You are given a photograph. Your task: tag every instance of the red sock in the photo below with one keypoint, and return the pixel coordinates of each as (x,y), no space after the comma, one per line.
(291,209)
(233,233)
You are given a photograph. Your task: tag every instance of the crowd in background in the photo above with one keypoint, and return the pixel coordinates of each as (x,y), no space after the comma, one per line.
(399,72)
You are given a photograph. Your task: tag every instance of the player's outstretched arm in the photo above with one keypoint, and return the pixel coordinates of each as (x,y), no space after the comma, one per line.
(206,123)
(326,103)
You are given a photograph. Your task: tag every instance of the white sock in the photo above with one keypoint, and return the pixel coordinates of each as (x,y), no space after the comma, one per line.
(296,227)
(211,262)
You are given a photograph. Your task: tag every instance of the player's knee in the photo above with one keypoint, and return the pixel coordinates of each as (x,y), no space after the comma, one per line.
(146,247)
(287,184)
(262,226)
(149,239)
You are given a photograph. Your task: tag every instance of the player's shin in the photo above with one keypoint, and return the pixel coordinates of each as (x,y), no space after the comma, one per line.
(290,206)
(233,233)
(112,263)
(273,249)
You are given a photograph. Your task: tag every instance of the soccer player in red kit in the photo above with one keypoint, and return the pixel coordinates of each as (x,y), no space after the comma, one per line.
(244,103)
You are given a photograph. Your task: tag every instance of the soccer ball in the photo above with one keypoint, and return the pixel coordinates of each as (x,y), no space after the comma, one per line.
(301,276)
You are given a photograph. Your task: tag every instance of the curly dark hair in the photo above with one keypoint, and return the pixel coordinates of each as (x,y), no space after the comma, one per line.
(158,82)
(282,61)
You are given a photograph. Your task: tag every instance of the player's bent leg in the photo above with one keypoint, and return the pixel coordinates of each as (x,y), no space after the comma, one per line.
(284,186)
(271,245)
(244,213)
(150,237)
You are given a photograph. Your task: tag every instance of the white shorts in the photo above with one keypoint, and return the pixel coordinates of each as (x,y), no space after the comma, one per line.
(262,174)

- GIVEN REQUEST
Please print, word for word, the lines from the one containing "the white shorts" through the end of the entries.

- REPLY
You are given a photograph. Your task: tag every instance of the white shorts in the photo above with one keypoint, and return the pixel coordinates of each as (x,y), no space after the comma, one per line.
(262,174)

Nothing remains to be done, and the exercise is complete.